* **Your assignment**
Everything from the first line of the records below through the line containing "positive clicks: (150, 107) (169, 96)" is to be retyped exactly; leave out the rest.

* **Recorded information**

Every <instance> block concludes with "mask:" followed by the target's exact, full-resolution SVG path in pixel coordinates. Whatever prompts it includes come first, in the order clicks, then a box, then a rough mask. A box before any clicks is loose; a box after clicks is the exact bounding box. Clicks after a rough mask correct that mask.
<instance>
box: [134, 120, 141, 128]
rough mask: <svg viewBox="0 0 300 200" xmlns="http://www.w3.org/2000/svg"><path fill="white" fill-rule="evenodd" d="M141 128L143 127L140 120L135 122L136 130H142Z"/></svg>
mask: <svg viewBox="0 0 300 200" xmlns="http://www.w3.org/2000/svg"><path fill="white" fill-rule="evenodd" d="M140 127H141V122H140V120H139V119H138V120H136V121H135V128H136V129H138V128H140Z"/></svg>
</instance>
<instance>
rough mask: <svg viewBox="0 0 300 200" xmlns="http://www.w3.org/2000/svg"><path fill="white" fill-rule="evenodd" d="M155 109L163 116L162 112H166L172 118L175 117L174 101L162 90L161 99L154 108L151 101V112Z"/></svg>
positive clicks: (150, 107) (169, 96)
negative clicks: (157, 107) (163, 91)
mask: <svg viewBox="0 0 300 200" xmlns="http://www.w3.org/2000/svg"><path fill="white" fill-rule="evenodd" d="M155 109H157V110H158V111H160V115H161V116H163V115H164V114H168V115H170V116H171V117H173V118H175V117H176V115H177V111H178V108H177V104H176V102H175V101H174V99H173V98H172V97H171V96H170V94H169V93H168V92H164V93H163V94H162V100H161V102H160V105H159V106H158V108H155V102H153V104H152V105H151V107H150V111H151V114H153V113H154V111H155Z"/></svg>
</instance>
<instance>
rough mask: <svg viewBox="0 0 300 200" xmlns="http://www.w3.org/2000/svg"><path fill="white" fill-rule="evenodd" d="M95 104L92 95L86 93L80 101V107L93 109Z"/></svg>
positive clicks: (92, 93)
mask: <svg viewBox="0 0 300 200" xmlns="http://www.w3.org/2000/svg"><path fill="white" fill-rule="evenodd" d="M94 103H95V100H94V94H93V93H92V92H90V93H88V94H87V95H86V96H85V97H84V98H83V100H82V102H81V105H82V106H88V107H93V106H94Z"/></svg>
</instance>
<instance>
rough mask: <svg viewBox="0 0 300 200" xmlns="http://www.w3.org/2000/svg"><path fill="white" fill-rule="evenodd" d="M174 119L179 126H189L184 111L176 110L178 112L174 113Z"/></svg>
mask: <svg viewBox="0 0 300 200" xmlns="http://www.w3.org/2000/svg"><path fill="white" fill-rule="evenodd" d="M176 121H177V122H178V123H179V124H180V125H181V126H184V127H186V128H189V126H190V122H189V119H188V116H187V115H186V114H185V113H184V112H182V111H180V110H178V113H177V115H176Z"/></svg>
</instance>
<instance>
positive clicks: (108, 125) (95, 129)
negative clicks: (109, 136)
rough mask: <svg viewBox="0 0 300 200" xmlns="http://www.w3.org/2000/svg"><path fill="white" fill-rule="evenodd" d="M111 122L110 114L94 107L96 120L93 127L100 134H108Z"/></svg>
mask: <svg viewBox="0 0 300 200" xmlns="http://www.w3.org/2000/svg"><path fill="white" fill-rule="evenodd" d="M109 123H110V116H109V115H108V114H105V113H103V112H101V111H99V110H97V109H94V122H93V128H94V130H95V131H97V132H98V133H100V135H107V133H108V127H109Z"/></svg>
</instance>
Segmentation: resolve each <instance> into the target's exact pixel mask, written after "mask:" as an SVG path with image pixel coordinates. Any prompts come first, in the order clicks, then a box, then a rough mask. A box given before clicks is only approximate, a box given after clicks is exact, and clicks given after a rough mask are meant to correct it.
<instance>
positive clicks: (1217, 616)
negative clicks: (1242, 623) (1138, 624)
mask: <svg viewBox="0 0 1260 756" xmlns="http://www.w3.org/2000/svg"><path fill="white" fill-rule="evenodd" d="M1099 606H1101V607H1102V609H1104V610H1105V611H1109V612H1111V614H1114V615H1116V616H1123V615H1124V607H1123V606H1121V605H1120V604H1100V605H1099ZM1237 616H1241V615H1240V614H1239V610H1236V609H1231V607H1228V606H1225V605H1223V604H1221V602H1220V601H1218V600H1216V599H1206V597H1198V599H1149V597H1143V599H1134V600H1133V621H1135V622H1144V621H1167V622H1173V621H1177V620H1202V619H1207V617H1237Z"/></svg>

* **Answer to this exercise**
Every <instance> block concludes with "mask:" followed by the target's exact, full-resolution SVG path in pixel coordinates. Whatever prompts it includes come first, in the order clicks, then a box, then a rough mask. A box before any clicks is loose; a box after clicks is the exact bounding box. Clicks after a rough mask correct that mask.
<instance>
box: [134, 120, 141, 128]
rough mask: <svg viewBox="0 0 300 200" xmlns="http://www.w3.org/2000/svg"><path fill="white" fill-rule="evenodd" d="M141 128L143 127L140 120L135 122L136 130H142Z"/></svg>
mask: <svg viewBox="0 0 300 200" xmlns="http://www.w3.org/2000/svg"><path fill="white" fill-rule="evenodd" d="M140 127H141V122H140V120H139V119H138V120H136V121H135V128H136V129H138V128H140Z"/></svg>
</instance>
<instance>
rough mask: <svg viewBox="0 0 300 200" xmlns="http://www.w3.org/2000/svg"><path fill="white" fill-rule="evenodd" d="M155 109L163 116L162 112H166L172 118L175 117L174 101L162 90L161 99L154 108L151 101V112Z"/></svg>
positive clicks: (150, 107) (169, 96)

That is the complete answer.